━━━━━ Provided records
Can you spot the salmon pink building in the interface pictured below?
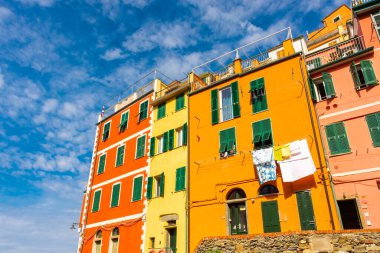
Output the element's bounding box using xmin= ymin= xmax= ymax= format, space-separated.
xmin=78 ymin=82 xmax=154 ymax=253
xmin=306 ymin=0 xmax=380 ymax=229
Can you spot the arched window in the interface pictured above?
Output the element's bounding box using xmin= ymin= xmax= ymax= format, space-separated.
xmin=92 ymin=230 xmax=102 ymax=253
xmin=109 ymin=228 xmax=119 ymax=253
xmin=227 ymin=189 xmax=246 ymax=200
xmin=259 ymin=184 xmax=278 ymax=195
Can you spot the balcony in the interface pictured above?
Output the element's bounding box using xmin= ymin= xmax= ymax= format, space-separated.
xmin=305 ymin=36 xmax=365 ymax=71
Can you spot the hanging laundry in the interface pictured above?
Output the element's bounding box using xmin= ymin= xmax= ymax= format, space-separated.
xmin=252 ymin=147 xmax=277 ymax=184
xmin=278 ymin=139 xmax=316 ymax=182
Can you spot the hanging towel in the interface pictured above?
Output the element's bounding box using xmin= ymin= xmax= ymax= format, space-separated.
xmin=278 ymin=139 xmax=316 ymax=182
xmin=252 ymin=148 xmax=277 ymax=184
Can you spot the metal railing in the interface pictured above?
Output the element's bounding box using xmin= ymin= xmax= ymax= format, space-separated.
xmin=305 ymin=36 xmax=365 ymax=70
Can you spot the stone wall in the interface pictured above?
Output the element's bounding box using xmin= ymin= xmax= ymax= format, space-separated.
xmin=195 ymin=229 xmax=380 ymax=253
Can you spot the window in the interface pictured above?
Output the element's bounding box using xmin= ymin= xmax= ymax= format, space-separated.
xmin=139 ymin=101 xmax=148 ymax=121
xmin=157 ymin=103 xmax=166 ymax=119
xmin=350 ymin=61 xmax=378 ymax=90
xmin=366 ymin=112 xmax=380 ymax=147
xmin=119 ymin=111 xmax=129 ymax=133
xmin=250 ymin=78 xmax=268 ymax=113
xmin=97 ymin=154 xmax=106 ymax=175
xmin=92 ymin=230 xmax=102 ymax=253
xmin=146 ymin=173 xmax=165 ymax=199
xmin=115 ymin=145 xmax=125 ymax=167
xmin=325 ymin=122 xmax=351 ymax=155
xmin=252 ymin=119 xmax=273 ymax=149
xmin=175 ymin=167 xmax=186 ymax=192
xmin=136 ymin=135 xmax=145 ymax=159
xmin=312 ymin=72 xmax=335 ymax=101
xmin=132 ymin=176 xmax=143 ymax=201
xmin=109 ymin=228 xmax=120 ymax=253
xmin=371 ymin=12 xmax=380 ymax=39
xmin=102 ymin=121 xmax=111 ymax=141
xmin=219 ymin=128 xmax=236 ymax=158
xmin=111 ymin=183 xmax=121 ymax=207
xmin=175 ymin=94 xmax=185 ymax=111
xmin=211 ymin=82 xmax=240 ymax=125
xmin=92 ymin=190 xmax=102 ymax=213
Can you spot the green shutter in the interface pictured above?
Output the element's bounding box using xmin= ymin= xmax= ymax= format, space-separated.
xmin=116 ymin=146 xmax=125 ymax=167
xmin=175 ymin=94 xmax=185 ymax=111
xmin=309 ymin=76 xmax=317 ymax=101
xmin=322 ymin=72 xmax=335 ymax=98
xmin=102 ymin=122 xmax=111 ymax=141
xmin=366 ymin=112 xmax=380 ymax=147
xmin=98 ymin=155 xmax=106 ymax=175
xmin=160 ymin=172 xmax=165 ymax=197
xmin=92 ymin=191 xmax=102 ymax=213
xmin=350 ymin=61 xmax=361 ymax=89
xmin=169 ymin=129 xmax=174 ymax=150
xmin=162 ymin=132 xmax=169 ymax=152
xmin=157 ymin=103 xmax=166 ymax=119
xmin=182 ymin=123 xmax=187 ymax=145
xmin=231 ymin=82 xmax=240 ymax=118
xmin=360 ymin=61 xmax=377 ymax=85
xmin=111 ymin=184 xmax=120 ymax=207
xmin=211 ymin=90 xmax=219 ymax=125
xmin=132 ymin=177 xmax=142 ymax=201
xmin=149 ymin=137 xmax=156 ymax=157
xmin=146 ymin=177 xmax=153 ymax=199
xmin=175 ymin=167 xmax=186 ymax=191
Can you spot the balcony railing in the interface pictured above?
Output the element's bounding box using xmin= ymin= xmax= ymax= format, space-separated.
xmin=305 ymin=36 xmax=365 ymax=70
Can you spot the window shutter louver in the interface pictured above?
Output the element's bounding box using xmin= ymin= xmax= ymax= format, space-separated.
xmin=322 ymin=72 xmax=335 ymax=98
xmin=360 ymin=61 xmax=377 ymax=85
xmin=211 ymin=90 xmax=219 ymax=125
xmin=231 ymin=82 xmax=240 ymax=118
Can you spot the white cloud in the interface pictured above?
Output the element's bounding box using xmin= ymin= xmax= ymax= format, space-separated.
xmin=101 ymin=48 xmax=127 ymax=61
xmin=123 ymin=22 xmax=196 ymax=52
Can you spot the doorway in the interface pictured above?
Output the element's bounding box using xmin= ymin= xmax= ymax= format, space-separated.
xmin=338 ymin=199 xmax=363 ymax=229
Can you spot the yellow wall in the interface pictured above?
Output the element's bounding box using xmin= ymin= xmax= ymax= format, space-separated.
xmin=189 ymin=55 xmax=337 ymax=252
xmin=144 ymin=86 xmax=188 ymax=253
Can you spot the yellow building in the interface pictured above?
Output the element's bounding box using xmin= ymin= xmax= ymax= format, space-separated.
xmin=307 ymin=4 xmax=353 ymax=53
xmin=144 ymin=81 xmax=189 ymax=253
xmin=189 ymin=40 xmax=339 ymax=252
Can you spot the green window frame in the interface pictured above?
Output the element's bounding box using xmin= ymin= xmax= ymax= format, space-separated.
xmin=139 ymin=100 xmax=148 ymax=121
xmin=219 ymin=127 xmax=236 ymax=154
xmin=97 ymin=154 xmax=106 ymax=175
xmin=111 ymin=183 xmax=121 ymax=208
xmin=136 ymin=135 xmax=146 ymax=159
xmin=350 ymin=60 xmax=379 ymax=90
xmin=132 ymin=176 xmax=143 ymax=202
xmin=175 ymin=93 xmax=185 ymax=111
xmin=366 ymin=112 xmax=380 ymax=147
xmin=102 ymin=121 xmax=111 ymax=141
xmin=119 ymin=111 xmax=129 ymax=133
xmin=115 ymin=145 xmax=125 ymax=167
xmin=325 ymin=122 xmax=351 ymax=155
xmin=91 ymin=189 xmax=102 ymax=213
xmin=175 ymin=167 xmax=186 ymax=192
xmin=250 ymin=77 xmax=268 ymax=113
xmin=157 ymin=103 xmax=166 ymax=120
xmin=252 ymin=119 xmax=273 ymax=149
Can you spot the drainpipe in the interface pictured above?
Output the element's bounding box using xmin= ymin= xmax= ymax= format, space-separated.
xmin=299 ymin=56 xmax=335 ymax=230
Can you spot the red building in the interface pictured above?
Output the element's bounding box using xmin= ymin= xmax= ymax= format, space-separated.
xmin=78 ymin=82 xmax=154 ymax=253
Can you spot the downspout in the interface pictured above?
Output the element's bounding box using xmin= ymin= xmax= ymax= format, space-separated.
xmin=299 ymin=53 xmax=335 ymax=230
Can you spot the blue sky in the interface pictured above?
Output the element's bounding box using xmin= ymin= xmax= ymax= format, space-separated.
xmin=0 ymin=0 xmax=349 ymax=253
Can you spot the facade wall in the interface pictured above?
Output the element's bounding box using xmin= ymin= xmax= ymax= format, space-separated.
xmin=189 ymin=55 xmax=339 ymax=252
xmin=81 ymin=93 xmax=152 ymax=252
xmin=144 ymin=85 xmax=188 ymax=253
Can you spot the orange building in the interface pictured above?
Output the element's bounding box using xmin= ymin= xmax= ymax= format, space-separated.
xmin=78 ymin=82 xmax=154 ymax=253
xmin=188 ymin=34 xmax=340 ymax=252
xmin=306 ymin=0 xmax=380 ymax=229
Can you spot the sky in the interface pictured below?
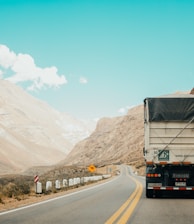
━━━━━━━━━━
Exercise goal:
Update the lines in the stretch from the one containing "Can you spot the metal" through the one containing "xmin=195 ymin=229 xmax=380 ymax=253" by putting "brick wall" in place of "stone wall", with nothing else changed, and give back only those lines.

Answer to this task:
Can you spot the metal railing in the interface pictured above?
Output the element's bounding box using xmin= ymin= xmax= ymax= format, space-separated.
xmin=305 ymin=36 xmax=365 ymax=70
Can you spot the brick wall in the interface pictured above?
Output the element's bounding box using xmin= ymin= xmax= ymax= format, space-separated.
xmin=195 ymin=229 xmax=380 ymax=253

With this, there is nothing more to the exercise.